→ **Direction**: Write out every line of the records below word for word, leaving out the pictures.

→ **Given data**:
========================================

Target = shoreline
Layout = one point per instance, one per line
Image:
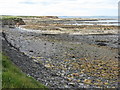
(50, 46)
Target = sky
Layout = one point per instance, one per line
(59, 7)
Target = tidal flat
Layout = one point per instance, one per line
(65, 56)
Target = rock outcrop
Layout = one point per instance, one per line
(11, 22)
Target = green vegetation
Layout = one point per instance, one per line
(12, 77)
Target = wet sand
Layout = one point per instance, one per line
(77, 60)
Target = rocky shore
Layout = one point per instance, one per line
(64, 60)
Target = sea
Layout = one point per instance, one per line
(109, 20)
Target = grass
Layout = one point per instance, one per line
(12, 77)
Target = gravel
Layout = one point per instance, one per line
(53, 59)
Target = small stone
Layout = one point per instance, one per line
(88, 81)
(75, 74)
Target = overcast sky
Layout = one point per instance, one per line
(59, 7)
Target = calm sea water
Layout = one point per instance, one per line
(113, 21)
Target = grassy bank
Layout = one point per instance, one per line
(12, 77)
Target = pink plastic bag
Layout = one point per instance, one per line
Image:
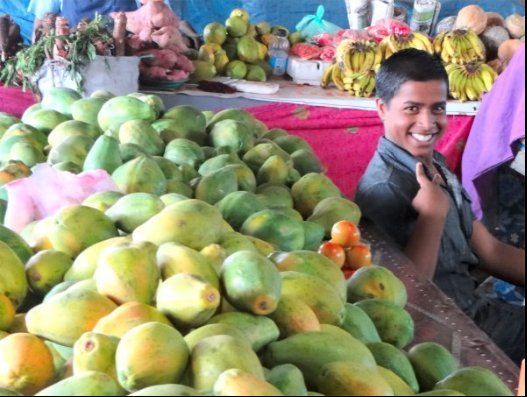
(48, 190)
(387, 27)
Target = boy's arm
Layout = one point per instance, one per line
(432, 205)
(499, 259)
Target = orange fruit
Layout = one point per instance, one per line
(333, 251)
(359, 256)
(26, 364)
(345, 233)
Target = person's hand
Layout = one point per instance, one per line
(431, 201)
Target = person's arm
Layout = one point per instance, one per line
(37, 26)
(432, 205)
(498, 259)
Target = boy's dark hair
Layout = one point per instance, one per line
(408, 65)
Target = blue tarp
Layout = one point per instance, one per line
(289, 12)
(283, 12)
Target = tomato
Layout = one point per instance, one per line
(333, 251)
(359, 256)
(345, 233)
(348, 273)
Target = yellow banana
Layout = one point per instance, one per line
(438, 43)
(369, 61)
(370, 88)
(327, 77)
(471, 91)
(487, 68)
(479, 85)
(424, 41)
(487, 77)
(337, 78)
(476, 44)
(349, 64)
(378, 56)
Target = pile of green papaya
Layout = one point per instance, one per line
(199, 276)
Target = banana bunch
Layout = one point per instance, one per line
(470, 81)
(460, 47)
(358, 56)
(396, 42)
(361, 84)
(355, 66)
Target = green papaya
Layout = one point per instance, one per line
(140, 175)
(275, 196)
(86, 110)
(389, 357)
(475, 381)
(217, 354)
(104, 154)
(288, 379)
(258, 331)
(314, 234)
(306, 162)
(432, 363)
(236, 207)
(85, 384)
(74, 149)
(275, 170)
(119, 110)
(251, 282)
(60, 99)
(291, 143)
(140, 133)
(360, 325)
(232, 134)
(394, 324)
(70, 128)
(134, 209)
(218, 162)
(310, 190)
(213, 187)
(310, 351)
(184, 152)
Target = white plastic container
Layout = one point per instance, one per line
(119, 75)
(307, 72)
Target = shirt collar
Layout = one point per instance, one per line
(401, 158)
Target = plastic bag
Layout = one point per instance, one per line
(48, 190)
(387, 27)
(315, 25)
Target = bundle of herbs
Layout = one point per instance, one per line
(74, 48)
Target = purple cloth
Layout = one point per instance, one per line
(500, 123)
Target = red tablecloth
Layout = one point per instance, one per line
(345, 140)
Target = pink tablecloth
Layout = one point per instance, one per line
(345, 140)
(14, 101)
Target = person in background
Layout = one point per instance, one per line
(75, 11)
(411, 195)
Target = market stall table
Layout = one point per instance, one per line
(437, 317)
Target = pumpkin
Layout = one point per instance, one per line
(493, 37)
(495, 19)
(508, 49)
(516, 25)
(472, 17)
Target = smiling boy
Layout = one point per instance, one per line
(411, 195)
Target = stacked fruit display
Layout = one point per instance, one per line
(197, 276)
(237, 49)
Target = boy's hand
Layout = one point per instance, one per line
(431, 200)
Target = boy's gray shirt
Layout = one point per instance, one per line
(385, 195)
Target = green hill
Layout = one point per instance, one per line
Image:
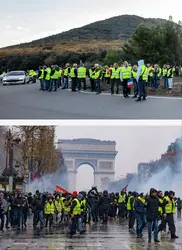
(115, 28)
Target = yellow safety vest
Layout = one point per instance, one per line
(170, 72)
(84, 203)
(97, 74)
(50, 208)
(151, 73)
(107, 74)
(115, 73)
(58, 206)
(164, 72)
(144, 73)
(42, 74)
(142, 200)
(77, 208)
(170, 208)
(73, 73)
(55, 75)
(122, 198)
(160, 208)
(82, 72)
(66, 72)
(48, 75)
(60, 73)
(91, 74)
(129, 208)
(126, 72)
(134, 73)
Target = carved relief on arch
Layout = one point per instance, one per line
(91, 162)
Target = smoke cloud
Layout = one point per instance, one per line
(48, 183)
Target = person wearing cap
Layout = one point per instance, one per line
(125, 76)
(170, 210)
(82, 74)
(152, 212)
(91, 76)
(115, 78)
(142, 77)
(140, 213)
(75, 211)
(73, 76)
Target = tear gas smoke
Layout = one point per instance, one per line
(48, 183)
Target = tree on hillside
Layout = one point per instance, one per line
(160, 43)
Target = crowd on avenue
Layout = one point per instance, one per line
(73, 211)
(127, 76)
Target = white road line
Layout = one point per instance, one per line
(151, 97)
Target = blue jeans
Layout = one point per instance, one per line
(65, 83)
(53, 82)
(165, 83)
(2, 222)
(142, 88)
(150, 224)
(47, 84)
(97, 86)
(140, 223)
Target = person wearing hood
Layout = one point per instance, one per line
(38, 204)
(49, 211)
(104, 204)
(131, 211)
(59, 209)
(170, 210)
(140, 214)
(152, 212)
(3, 210)
(142, 77)
(75, 211)
(179, 207)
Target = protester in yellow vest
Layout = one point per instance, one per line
(41, 77)
(54, 78)
(98, 78)
(66, 76)
(115, 78)
(142, 76)
(74, 75)
(82, 74)
(47, 77)
(130, 209)
(125, 76)
(49, 211)
(170, 210)
(107, 74)
(75, 210)
(91, 76)
(135, 84)
(59, 209)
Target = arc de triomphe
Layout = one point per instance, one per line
(100, 155)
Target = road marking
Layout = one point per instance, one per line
(151, 97)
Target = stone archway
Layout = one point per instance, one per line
(98, 154)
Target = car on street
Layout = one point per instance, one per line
(15, 77)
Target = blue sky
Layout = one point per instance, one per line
(24, 20)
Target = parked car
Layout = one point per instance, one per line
(15, 77)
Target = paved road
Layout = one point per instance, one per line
(115, 236)
(27, 102)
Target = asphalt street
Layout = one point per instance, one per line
(114, 236)
(27, 102)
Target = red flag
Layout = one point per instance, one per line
(62, 190)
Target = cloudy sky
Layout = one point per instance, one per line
(134, 144)
(24, 20)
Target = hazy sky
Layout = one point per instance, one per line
(134, 144)
(24, 20)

========================================

→ **Complete response**:
Target = shoreline
Layout = one point per instance, one per line
Image:
(50, 46)
Target = sky
Layout = one point per instance, one per line
(59, 7)
Target = tidal flat
Layout = one point per instance, one per line
(65, 56)
Target = rock outcrop
Layout = one point per instance, one per line
(11, 22)
Target = green vegetation
Layout = one point per instance, one per line
(12, 77)
Target = wet sand
Layout = one point per instance, one per line
(77, 60)
Target = rocky shore
Layout = one point per instance, one per line
(64, 60)
Target = sea
Layout = one point per instance, one per line
(109, 20)
Target = grass
Layout = one point per instance, one per line
(12, 77)
Target = gravel
Layout = one point per instance, one per line
(53, 59)
Target = small stone
Layout = one point per instance, one per line
(88, 81)
(75, 74)
Target = overcast sky
Layout = one point per instance, one per line
(59, 7)
Target = calm sea water
Layout = one point per instance, one per line
(113, 21)
Target = grassy bank
Layout = one point per instance, one per line
(12, 77)
Target = pink plastic bag
Layout = one point per instance, one per line
Image:
(48, 190)
(387, 27)
Target = boy's arm
Layout = one point per instance, one per line
(432, 205)
(499, 259)
Target = orange fruit
Layout = one point per instance, one per line
(333, 251)
(359, 256)
(26, 364)
(345, 233)
Target = person's hand
Layout = one point per instance, one per line
(431, 201)
Target = person's arm
Layout = one point per instance, one per line
(37, 26)
(432, 205)
(498, 259)
Target = boy's dark hair
Layout = one point per instance, one per line
(408, 65)
Target = blue tarp
Layout = one point per instance, one per line
(289, 12)
(283, 12)
Target = tomato
Layout = one point per instance, one per line
(333, 251)
(359, 256)
(345, 233)
(348, 273)
Target = yellow banana
Layout = one point per instance, one per line
(438, 43)
(369, 61)
(370, 88)
(327, 77)
(471, 91)
(487, 68)
(479, 85)
(424, 41)
(487, 77)
(337, 78)
(476, 44)
(349, 64)
(378, 56)
Target = pile of green papaya
Layout = one point per instance, one per line
(199, 276)
Target = banana bunch
Layout = one point per instance, one per line
(470, 81)
(460, 47)
(358, 56)
(396, 42)
(361, 84)
(355, 66)
Target = green papaya
Layout = one point per instance, one per line
(140, 175)
(275, 196)
(86, 110)
(389, 357)
(475, 381)
(217, 354)
(104, 154)
(288, 379)
(258, 331)
(314, 234)
(306, 162)
(432, 363)
(236, 207)
(85, 384)
(74, 149)
(275, 170)
(119, 110)
(251, 282)
(60, 99)
(291, 143)
(140, 133)
(360, 325)
(232, 134)
(394, 324)
(70, 128)
(134, 209)
(218, 162)
(310, 190)
(213, 187)
(310, 351)
(184, 152)
Target = white plastic container
Layout = one point per instance, one per line
(119, 75)
(307, 72)
Target = shirt collar
Layout = one point per instance, one per line
(401, 158)
Target = plastic bag
Layout = one point per instance, one per line
(48, 190)
(387, 27)
(315, 25)
Target = bundle of herbs
Layout = one point per instance, one per line
(74, 48)
Target = purple cloth
Layout = one point per instance, one per line
(500, 123)
Target = red tablecloth
Layout = one point per instance, one per line
(345, 140)
Target = pink tablecloth
Layout = one point per instance, one per line
(345, 140)
(14, 101)
Target = person in background
Layout = one point per instance, one per line
(75, 11)
(411, 195)
Target = market stall table
Layout = one point per instance, one per line
(437, 317)
Target = pumpkin
Layout = one point per instance, one per line
(493, 37)
(495, 19)
(508, 49)
(516, 25)
(472, 17)
Target = smiling boy
Layout = one point per instance, one per line
(411, 195)
Target = stacked fruit display
Layout = one point per instance, one per line
(197, 276)
(237, 49)
Target = boy's hand
Layout = one point per instance, one per line
(431, 200)
Target = boy's gray shirt
Layout = one point per instance, one per line
(385, 195)
Target = green hill
Layout = one point per instance, one per line
Image:
(115, 28)
Target = yellow safety vest
Layout = one point per instance, one per line
(170, 72)
(84, 203)
(97, 74)
(50, 208)
(151, 73)
(107, 74)
(115, 73)
(58, 206)
(164, 72)
(144, 73)
(42, 74)
(142, 200)
(77, 208)
(170, 208)
(73, 73)
(55, 75)
(122, 198)
(160, 208)
(82, 72)
(66, 72)
(48, 75)
(60, 73)
(91, 74)
(129, 208)
(126, 72)
(134, 73)
Target = carved relief on arch
Layout = one point per instance, one per line
(91, 162)
Target = smoke cloud
Layout = one point per instance, one per line
(48, 183)
Target = person wearing cap
Layout = one point per instance, one per line
(125, 76)
(170, 210)
(82, 74)
(152, 212)
(91, 76)
(115, 78)
(142, 77)
(140, 213)
(75, 211)
(73, 76)
Target = tear gas smoke
Layout = one point per instance, one per line
(48, 183)
Target = tree on hillside
Layout = one point per instance, one per line
(160, 43)
Target = crowd on avenue
Layout = one point per instance, one per line
(73, 211)
(127, 76)
Target = white road line
Layout = one point per instance, one per line
(151, 97)
Target = blue jeans
Layout = one point per instance, one per line
(65, 83)
(53, 82)
(165, 83)
(2, 222)
(142, 88)
(150, 224)
(47, 84)
(97, 86)
(140, 223)
Target = person wearing hood
Layout = one point per instance, one per line
(38, 204)
(49, 211)
(104, 204)
(131, 211)
(59, 209)
(170, 210)
(140, 214)
(152, 212)
(3, 210)
(142, 77)
(75, 211)
(179, 207)
Target = protester in yellow vest
Layout = one point per instance, one per line
(41, 77)
(54, 78)
(98, 78)
(66, 76)
(115, 78)
(142, 76)
(74, 75)
(82, 74)
(47, 77)
(130, 209)
(125, 76)
(49, 211)
(170, 210)
(107, 74)
(75, 210)
(91, 76)
(135, 84)
(59, 209)
Target = arc de triomphe
Layout = one point per instance, one per line
(100, 155)
Target = road marking
Layout = one point per instance, one per line
(151, 97)
Target = stone archway
Layout = one point per instance, one per line
(98, 154)
Target = car on street
Layout = one point per instance, one per line
(15, 77)
Target = blue sky
Layout = one point per instance, one per line
(24, 20)
Target = parked car
Layout = one point per instance, one per line
(15, 77)
Target = paved road
Layout = one point per instance, one per line
(115, 236)
(27, 102)
Target = asphalt street
Layout = one point per instance, one per line
(114, 236)
(27, 102)
Target = red flag
Layout = one point per instance, one per line
(62, 190)
Target = cloudy sky
Layout = one point per instance, one per line
(134, 144)
(24, 20)
Target = hazy sky
Layout = one point per instance, one per line
(134, 144)
(24, 20)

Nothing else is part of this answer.